→ Information given
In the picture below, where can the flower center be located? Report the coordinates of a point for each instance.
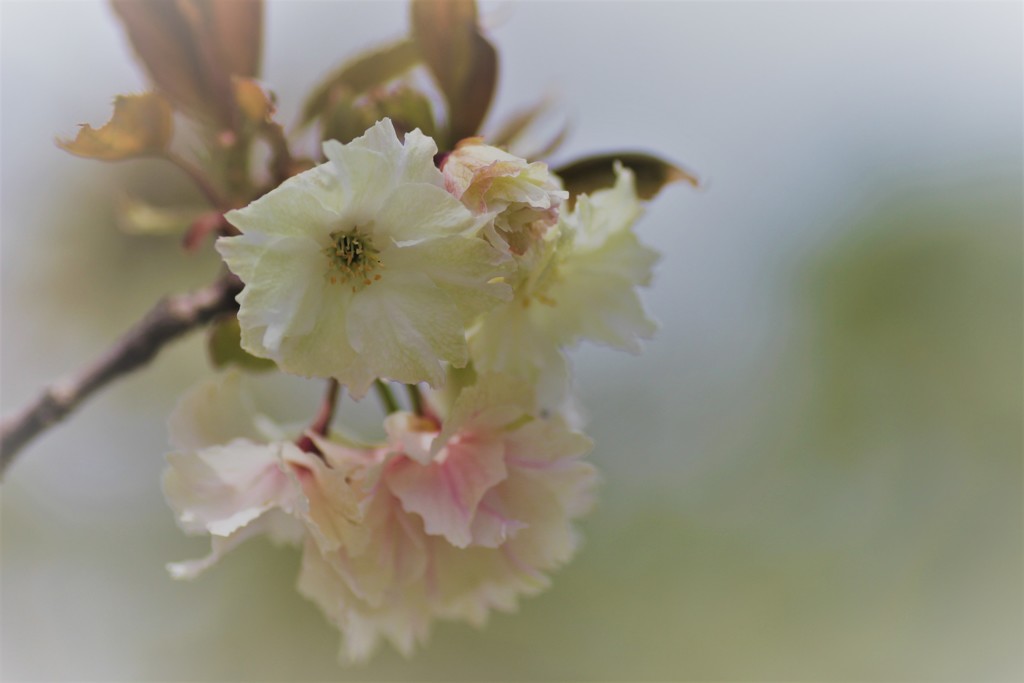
(351, 258)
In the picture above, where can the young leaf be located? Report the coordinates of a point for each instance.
(192, 48)
(359, 75)
(224, 346)
(141, 125)
(586, 175)
(255, 104)
(463, 62)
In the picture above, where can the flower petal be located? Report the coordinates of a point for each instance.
(445, 493)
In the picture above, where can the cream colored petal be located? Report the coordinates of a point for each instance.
(419, 211)
(221, 488)
(213, 412)
(403, 327)
(283, 293)
(292, 210)
(467, 269)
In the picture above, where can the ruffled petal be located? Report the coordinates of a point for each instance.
(446, 493)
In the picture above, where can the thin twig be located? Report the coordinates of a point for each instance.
(322, 423)
(170, 318)
(386, 397)
(415, 398)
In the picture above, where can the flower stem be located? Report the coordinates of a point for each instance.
(416, 398)
(386, 397)
(323, 420)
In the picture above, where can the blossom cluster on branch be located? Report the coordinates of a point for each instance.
(409, 251)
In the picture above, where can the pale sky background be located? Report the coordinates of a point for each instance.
(728, 545)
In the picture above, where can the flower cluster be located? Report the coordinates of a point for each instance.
(473, 278)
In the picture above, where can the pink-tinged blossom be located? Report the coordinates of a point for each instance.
(446, 519)
(235, 475)
(462, 519)
(522, 197)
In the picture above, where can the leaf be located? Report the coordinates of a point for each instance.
(359, 75)
(254, 103)
(409, 110)
(463, 62)
(586, 175)
(137, 217)
(192, 48)
(224, 346)
(141, 125)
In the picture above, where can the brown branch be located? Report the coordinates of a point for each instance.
(170, 318)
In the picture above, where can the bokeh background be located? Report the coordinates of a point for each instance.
(813, 472)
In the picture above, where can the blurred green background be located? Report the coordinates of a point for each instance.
(814, 471)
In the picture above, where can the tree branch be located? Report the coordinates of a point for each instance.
(170, 318)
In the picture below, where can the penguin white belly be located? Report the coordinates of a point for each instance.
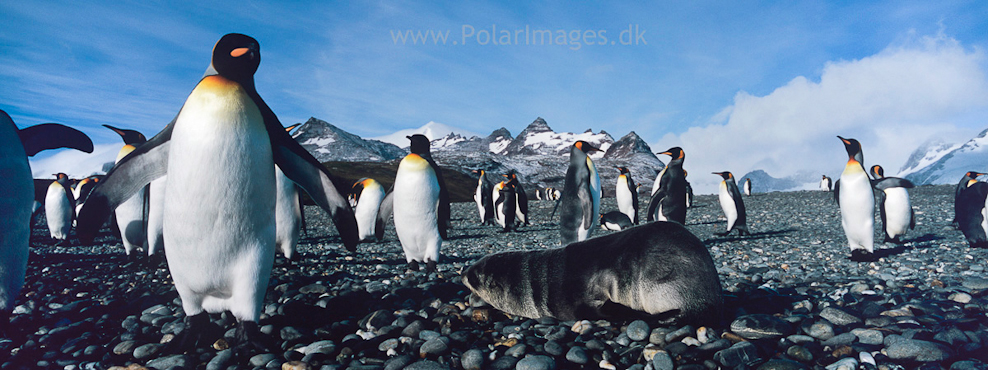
(156, 205)
(727, 204)
(416, 202)
(898, 212)
(219, 220)
(657, 184)
(585, 230)
(288, 214)
(367, 208)
(16, 203)
(857, 208)
(130, 222)
(626, 203)
(58, 211)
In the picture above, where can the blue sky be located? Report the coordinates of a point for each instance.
(716, 78)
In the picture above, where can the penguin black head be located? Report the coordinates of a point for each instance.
(877, 172)
(675, 152)
(585, 147)
(131, 137)
(853, 148)
(236, 56)
(419, 144)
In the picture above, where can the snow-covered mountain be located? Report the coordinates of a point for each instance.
(330, 143)
(937, 162)
(431, 130)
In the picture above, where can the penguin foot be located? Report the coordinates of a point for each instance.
(192, 337)
(249, 340)
(861, 255)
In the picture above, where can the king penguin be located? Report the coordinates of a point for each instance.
(131, 215)
(580, 198)
(420, 204)
(970, 210)
(856, 199)
(627, 195)
(732, 204)
(521, 199)
(826, 184)
(482, 195)
(893, 204)
(504, 205)
(963, 184)
(59, 208)
(219, 214)
(17, 198)
(369, 194)
(669, 202)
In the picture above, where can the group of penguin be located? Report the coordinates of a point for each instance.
(218, 187)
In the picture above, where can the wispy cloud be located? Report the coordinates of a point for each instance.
(891, 102)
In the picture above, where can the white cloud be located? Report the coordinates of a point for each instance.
(892, 102)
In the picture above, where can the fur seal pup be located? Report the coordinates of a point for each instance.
(658, 270)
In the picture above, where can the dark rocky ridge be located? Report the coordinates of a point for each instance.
(922, 305)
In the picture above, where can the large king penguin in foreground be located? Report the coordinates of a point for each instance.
(219, 217)
(856, 199)
(17, 198)
(627, 195)
(668, 202)
(580, 199)
(131, 215)
(369, 194)
(732, 204)
(970, 212)
(893, 204)
(420, 204)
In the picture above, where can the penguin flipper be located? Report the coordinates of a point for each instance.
(383, 213)
(312, 177)
(52, 136)
(134, 171)
(837, 192)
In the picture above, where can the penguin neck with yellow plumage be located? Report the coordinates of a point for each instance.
(236, 58)
(855, 158)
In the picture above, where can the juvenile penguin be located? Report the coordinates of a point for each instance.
(658, 271)
(288, 212)
(17, 198)
(130, 215)
(970, 209)
(856, 199)
(521, 199)
(893, 204)
(732, 204)
(627, 195)
(669, 202)
(504, 205)
(417, 204)
(59, 207)
(615, 220)
(580, 200)
(482, 196)
(219, 217)
(369, 194)
(963, 184)
(826, 184)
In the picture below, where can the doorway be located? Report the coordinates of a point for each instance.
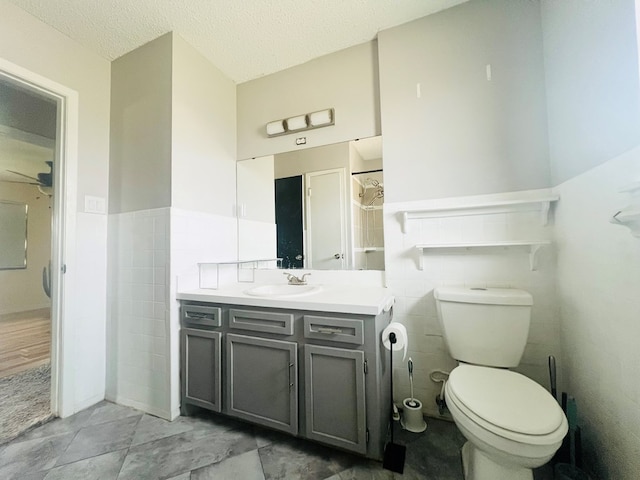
(289, 226)
(31, 162)
(326, 223)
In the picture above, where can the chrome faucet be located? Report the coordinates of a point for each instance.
(293, 280)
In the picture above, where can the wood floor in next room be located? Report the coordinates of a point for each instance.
(25, 341)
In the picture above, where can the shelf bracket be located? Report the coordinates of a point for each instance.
(544, 213)
(533, 257)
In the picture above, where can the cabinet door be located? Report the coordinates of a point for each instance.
(262, 381)
(335, 397)
(201, 364)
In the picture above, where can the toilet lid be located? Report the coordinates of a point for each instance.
(506, 399)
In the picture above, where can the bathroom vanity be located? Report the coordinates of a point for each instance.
(311, 365)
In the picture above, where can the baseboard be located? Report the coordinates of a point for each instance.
(156, 412)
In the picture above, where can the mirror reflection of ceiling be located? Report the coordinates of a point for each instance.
(245, 39)
(27, 134)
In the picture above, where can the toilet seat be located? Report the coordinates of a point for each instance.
(507, 404)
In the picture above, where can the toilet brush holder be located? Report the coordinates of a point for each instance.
(412, 419)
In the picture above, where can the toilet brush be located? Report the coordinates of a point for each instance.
(412, 403)
(394, 454)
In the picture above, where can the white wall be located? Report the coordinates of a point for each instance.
(203, 134)
(138, 339)
(464, 135)
(591, 69)
(256, 209)
(21, 290)
(593, 87)
(290, 164)
(346, 81)
(598, 283)
(30, 44)
(203, 179)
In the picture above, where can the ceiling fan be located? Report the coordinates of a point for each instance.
(44, 180)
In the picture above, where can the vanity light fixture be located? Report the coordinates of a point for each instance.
(296, 123)
(321, 118)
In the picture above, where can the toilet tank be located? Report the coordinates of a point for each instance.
(484, 326)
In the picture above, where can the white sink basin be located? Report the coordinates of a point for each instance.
(282, 290)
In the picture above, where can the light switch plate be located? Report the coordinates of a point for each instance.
(95, 204)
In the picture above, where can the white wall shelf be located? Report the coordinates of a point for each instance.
(541, 204)
(630, 215)
(630, 218)
(532, 246)
(209, 273)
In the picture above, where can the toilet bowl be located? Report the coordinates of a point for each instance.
(511, 423)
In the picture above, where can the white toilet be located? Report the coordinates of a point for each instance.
(511, 423)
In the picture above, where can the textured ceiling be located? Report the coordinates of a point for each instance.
(245, 39)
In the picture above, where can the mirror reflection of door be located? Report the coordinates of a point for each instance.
(326, 228)
(289, 228)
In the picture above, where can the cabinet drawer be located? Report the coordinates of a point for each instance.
(256, 321)
(343, 330)
(201, 315)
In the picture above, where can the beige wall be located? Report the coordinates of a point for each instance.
(35, 46)
(346, 80)
(203, 119)
(140, 166)
(21, 290)
(464, 135)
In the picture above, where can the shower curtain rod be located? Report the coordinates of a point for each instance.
(366, 171)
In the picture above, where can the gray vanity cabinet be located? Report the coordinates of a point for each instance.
(262, 381)
(201, 368)
(313, 374)
(335, 401)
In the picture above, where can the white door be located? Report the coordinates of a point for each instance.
(326, 225)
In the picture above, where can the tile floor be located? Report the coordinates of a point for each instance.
(109, 442)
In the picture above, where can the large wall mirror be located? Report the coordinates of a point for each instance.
(318, 208)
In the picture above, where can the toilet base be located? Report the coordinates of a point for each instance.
(477, 466)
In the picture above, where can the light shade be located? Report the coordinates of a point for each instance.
(321, 118)
(297, 123)
(275, 128)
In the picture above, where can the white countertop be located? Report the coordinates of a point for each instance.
(365, 300)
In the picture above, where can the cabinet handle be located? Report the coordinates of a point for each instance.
(198, 315)
(290, 381)
(328, 330)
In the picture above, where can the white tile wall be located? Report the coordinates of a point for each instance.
(137, 330)
(413, 288)
(599, 291)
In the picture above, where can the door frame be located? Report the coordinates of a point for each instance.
(63, 232)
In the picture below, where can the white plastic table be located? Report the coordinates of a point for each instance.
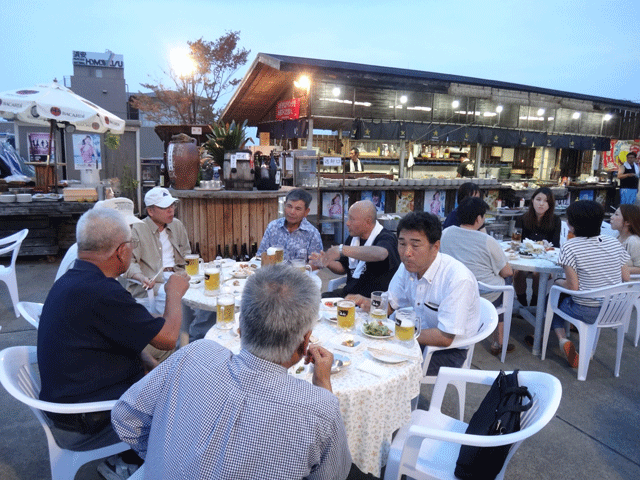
(544, 264)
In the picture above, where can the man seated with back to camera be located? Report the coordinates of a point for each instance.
(293, 232)
(482, 254)
(369, 256)
(92, 333)
(208, 413)
(442, 291)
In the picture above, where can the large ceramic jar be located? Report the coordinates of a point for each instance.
(183, 162)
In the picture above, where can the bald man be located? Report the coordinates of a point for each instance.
(369, 256)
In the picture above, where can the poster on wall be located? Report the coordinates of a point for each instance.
(404, 203)
(377, 197)
(86, 152)
(39, 147)
(333, 204)
(617, 155)
(434, 202)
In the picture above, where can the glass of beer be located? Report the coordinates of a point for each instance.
(279, 253)
(211, 280)
(225, 311)
(407, 325)
(516, 236)
(378, 310)
(346, 315)
(193, 264)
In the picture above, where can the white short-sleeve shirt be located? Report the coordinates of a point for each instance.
(446, 297)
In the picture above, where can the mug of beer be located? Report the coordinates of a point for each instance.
(211, 280)
(346, 315)
(378, 310)
(279, 253)
(407, 325)
(301, 265)
(225, 311)
(193, 264)
(269, 257)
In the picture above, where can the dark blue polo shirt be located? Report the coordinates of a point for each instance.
(90, 336)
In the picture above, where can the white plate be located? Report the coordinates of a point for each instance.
(377, 337)
(346, 361)
(387, 358)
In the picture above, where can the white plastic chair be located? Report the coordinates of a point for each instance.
(636, 306)
(20, 379)
(11, 244)
(615, 312)
(488, 323)
(31, 311)
(508, 293)
(336, 282)
(428, 447)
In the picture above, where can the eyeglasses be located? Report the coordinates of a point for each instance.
(135, 243)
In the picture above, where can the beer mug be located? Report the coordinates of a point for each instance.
(225, 310)
(193, 264)
(279, 250)
(378, 310)
(407, 324)
(346, 315)
(301, 265)
(211, 280)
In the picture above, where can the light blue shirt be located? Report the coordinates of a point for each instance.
(206, 413)
(306, 236)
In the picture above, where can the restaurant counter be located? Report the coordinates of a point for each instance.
(226, 217)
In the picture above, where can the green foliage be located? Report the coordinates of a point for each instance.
(226, 137)
(191, 99)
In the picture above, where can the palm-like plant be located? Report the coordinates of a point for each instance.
(226, 137)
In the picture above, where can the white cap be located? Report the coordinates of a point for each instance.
(159, 197)
(122, 205)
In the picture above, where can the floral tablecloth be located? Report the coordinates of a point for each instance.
(375, 397)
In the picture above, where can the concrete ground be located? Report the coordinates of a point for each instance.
(593, 436)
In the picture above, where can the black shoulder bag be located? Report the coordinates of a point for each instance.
(498, 414)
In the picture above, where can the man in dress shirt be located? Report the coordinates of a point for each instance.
(209, 413)
(442, 291)
(293, 232)
(353, 164)
(369, 256)
(162, 244)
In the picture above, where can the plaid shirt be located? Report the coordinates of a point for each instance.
(305, 237)
(206, 413)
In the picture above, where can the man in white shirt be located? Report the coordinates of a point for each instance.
(442, 291)
(481, 253)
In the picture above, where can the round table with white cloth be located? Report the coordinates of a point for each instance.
(375, 396)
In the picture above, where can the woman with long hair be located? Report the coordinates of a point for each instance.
(539, 222)
(626, 220)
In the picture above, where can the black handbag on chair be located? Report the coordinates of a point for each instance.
(498, 414)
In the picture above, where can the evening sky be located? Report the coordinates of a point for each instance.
(588, 47)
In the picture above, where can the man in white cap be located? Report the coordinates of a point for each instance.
(162, 246)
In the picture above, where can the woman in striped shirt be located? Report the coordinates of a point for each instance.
(589, 260)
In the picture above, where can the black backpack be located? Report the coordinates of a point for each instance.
(498, 414)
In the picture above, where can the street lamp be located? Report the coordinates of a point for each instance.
(185, 67)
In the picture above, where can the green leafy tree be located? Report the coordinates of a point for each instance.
(192, 96)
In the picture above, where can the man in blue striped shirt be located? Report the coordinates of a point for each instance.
(207, 413)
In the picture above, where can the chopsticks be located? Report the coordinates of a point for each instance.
(384, 351)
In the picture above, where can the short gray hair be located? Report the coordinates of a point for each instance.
(279, 306)
(101, 230)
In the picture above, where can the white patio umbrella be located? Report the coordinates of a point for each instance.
(42, 104)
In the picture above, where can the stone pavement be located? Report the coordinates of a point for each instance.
(593, 436)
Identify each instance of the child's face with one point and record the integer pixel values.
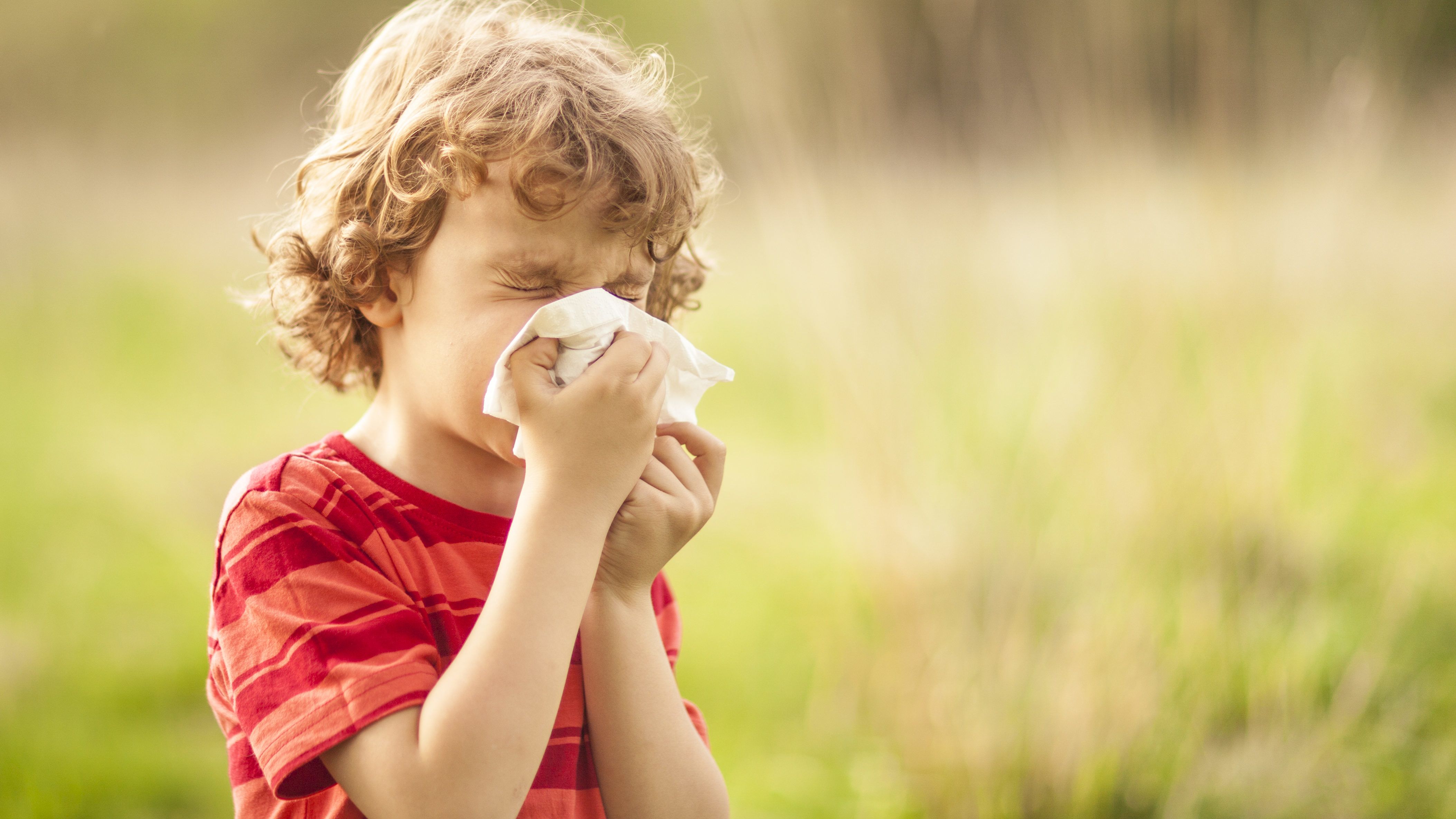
(472, 289)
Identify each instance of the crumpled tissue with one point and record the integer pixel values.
(584, 326)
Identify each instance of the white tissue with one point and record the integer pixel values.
(584, 326)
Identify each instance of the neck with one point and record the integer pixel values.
(419, 449)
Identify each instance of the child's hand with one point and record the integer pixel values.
(596, 434)
(672, 500)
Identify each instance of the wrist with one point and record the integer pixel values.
(622, 594)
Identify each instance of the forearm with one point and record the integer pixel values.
(648, 755)
(478, 739)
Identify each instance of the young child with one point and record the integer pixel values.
(410, 621)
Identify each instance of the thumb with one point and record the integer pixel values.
(530, 369)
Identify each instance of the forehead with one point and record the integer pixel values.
(500, 232)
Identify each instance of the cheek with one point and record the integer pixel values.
(469, 347)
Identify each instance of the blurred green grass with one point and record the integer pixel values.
(1111, 495)
(136, 393)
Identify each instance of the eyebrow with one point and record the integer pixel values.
(546, 273)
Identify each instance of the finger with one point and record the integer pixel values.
(661, 478)
(667, 451)
(624, 359)
(530, 368)
(710, 454)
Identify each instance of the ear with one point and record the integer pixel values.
(386, 311)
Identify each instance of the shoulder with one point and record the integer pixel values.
(295, 512)
(299, 482)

→ Your goal
What you copy out must be exactly the lines from the line containing "Identify each instance of the ear" through the end of the records.

→ Output of the task
Identify each instance of the ear with one point and record the integer pixel values.
(386, 311)
Identify each instance of the shoulder with one point and record the integer pixel values.
(295, 512)
(299, 482)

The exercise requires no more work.